▶ [Extracted records]:
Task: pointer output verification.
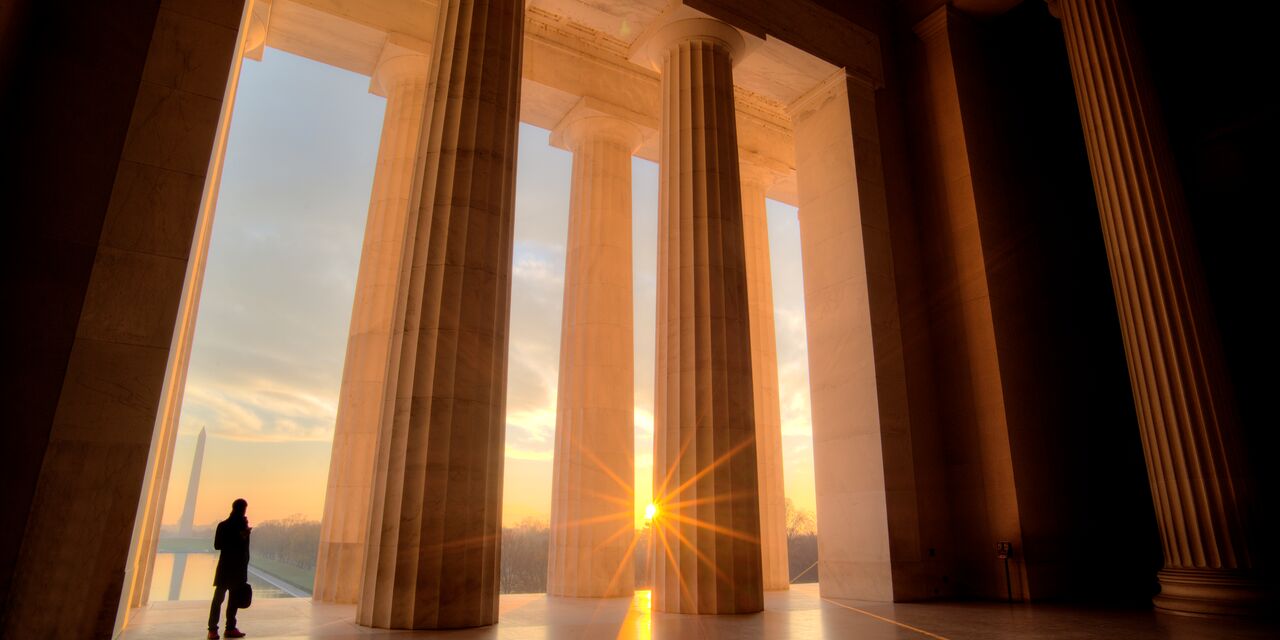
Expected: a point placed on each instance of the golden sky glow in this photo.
(266, 362)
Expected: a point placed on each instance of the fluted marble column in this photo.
(707, 551)
(764, 376)
(1185, 410)
(593, 493)
(435, 522)
(401, 77)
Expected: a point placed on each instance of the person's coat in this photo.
(232, 539)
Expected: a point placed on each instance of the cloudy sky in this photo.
(270, 337)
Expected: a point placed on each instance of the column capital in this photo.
(592, 118)
(403, 56)
(759, 170)
(680, 23)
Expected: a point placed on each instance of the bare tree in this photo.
(801, 544)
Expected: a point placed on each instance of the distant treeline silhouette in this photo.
(293, 540)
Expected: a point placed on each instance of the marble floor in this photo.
(798, 613)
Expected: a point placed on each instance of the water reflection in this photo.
(190, 576)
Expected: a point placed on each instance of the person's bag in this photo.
(242, 595)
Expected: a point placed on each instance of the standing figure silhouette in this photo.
(232, 540)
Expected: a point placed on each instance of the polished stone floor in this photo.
(798, 613)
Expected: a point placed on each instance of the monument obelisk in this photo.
(188, 510)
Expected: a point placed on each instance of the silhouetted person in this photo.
(232, 539)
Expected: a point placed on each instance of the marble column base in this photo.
(1211, 592)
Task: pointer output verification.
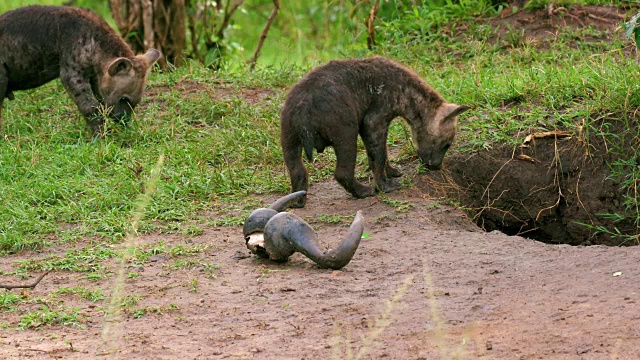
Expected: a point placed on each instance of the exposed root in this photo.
(29, 286)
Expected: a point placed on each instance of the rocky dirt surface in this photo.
(427, 285)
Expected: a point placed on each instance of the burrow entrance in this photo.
(552, 188)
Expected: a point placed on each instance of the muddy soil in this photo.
(428, 284)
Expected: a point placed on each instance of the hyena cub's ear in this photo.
(448, 111)
(150, 57)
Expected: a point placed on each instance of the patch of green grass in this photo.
(154, 309)
(88, 259)
(83, 293)
(399, 205)
(8, 300)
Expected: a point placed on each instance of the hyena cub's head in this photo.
(122, 83)
(436, 133)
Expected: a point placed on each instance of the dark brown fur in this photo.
(96, 67)
(342, 99)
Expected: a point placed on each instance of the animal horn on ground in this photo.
(277, 235)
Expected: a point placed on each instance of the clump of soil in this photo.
(543, 25)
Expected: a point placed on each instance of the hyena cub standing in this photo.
(97, 68)
(335, 102)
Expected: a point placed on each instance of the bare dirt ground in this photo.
(467, 294)
(428, 284)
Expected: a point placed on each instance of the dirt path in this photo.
(467, 294)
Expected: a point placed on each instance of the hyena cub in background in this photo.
(97, 68)
(335, 102)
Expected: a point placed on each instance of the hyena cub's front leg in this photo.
(79, 89)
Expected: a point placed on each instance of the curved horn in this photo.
(282, 203)
(287, 233)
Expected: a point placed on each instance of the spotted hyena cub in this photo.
(97, 68)
(338, 101)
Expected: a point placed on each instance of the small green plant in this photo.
(47, 317)
(8, 300)
(265, 272)
(334, 219)
(399, 205)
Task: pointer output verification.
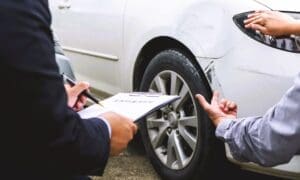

▶ [What needs to be done]: When copying the records, reproduce every entry exactly and omit all pictures.

▶ [Result for this task]:
Task: pointer output verification.
Expected: a point placed on each instance of the golden sky glow in this photo.
(266, 362)
Expected: a point placed on each instance of the fluted marble column in this photo.
(707, 551)
(764, 376)
(1185, 410)
(593, 493)
(435, 522)
(401, 77)
Expected: a point placed on each instance of the person's coat in this photo.
(232, 539)
Expected: a point placed on each instance of the cloudy sky in this photo.
(270, 337)
Expected: a point placed on each instance of the column capital in this photo.
(592, 118)
(403, 56)
(759, 170)
(680, 23)
Expected: a point placed on each instance of the bare tree in this photo.
(801, 544)
Expected: a point placed on each instance of the distant treeline silhouette in this photo.
(293, 540)
Expected: a point placed on each instance of the marble floor in this photo.
(798, 613)
Expected: a point placed on each instance of the water reflection in this photo.
(190, 576)
Expected: a point placed on each instance of the person's bag in this photo.
(242, 595)
Expected: a point placed on each instance of the standing figure silhouette in this photo.
(232, 540)
Expected: a point placed on each instance of the polished stone floor in this photo.
(798, 613)
Expected: a point placed on each instance of the monument obelisk in this photo.
(188, 510)
Expected: a point placed on each instance of the silhouetted person in this photo.
(232, 539)
Expected: a point placed on each instance of the marble column base in this photo.
(1211, 592)
Task: pointer output verification.
Expected: a point placed on each instance of the exposed root in this photo.
(29, 286)
Expected: a point placed on each instance of the rocky dirt surface in this photo.
(427, 285)
Expected: a point placed on each instance of the burrow entrance in this photo.
(552, 188)
Expected: a point placed on each instance of the muddy soil in this photo.
(428, 284)
Expected: a point placed on each instance of the hyena cub's ear in this photo.
(448, 111)
(150, 57)
Expected: a point placed on each instance of the patch of green grass in this photo.
(154, 309)
(88, 259)
(83, 293)
(399, 205)
(8, 300)
Expected: a point placed on each instance of the hyena cub's head in this photo.
(122, 83)
(436, 133)
Expected: a point placed on each instance of the dark brown fur in this photo.
(96, 67)
(342, 99)
Expected: a point placed on each instance of the animal horn on ground in this photo.
(277, 235)
Expected: a point placed on each instance of the clump of soil in this photo.
(543, 25)
Expected: a point placed on each instance of the hyena cub standing in this photo.
(97, 68)
(335, 102)
Expected: a point placed on each instance of the bare dirt ground in this photo.
(467, 294)
(428, 284)
Expected: a point placed on each instance of the dirt path in this photo.
(467, 294)
Expected: a point placed on each instance of the hyena cub in background in this photo.
(97, 68)
(335, 102)
Expected: a point placed on each instance of the hyena cub's front leg in this photo.
(79, 89)
Expected: a point placed on each instance of the curved horn in this photo.
(282, 203)
(287, 233)
Expected: a point placed on each instance of the spotted hyena cub in this photo.
(97, 68)
(338, 101)
Expected: a point placed on each instance of the small green plant in this photo.
(47, 317)
(8, 300)
(265, 272)
(334, 219)
(399, 205)
Task: pointer output verification.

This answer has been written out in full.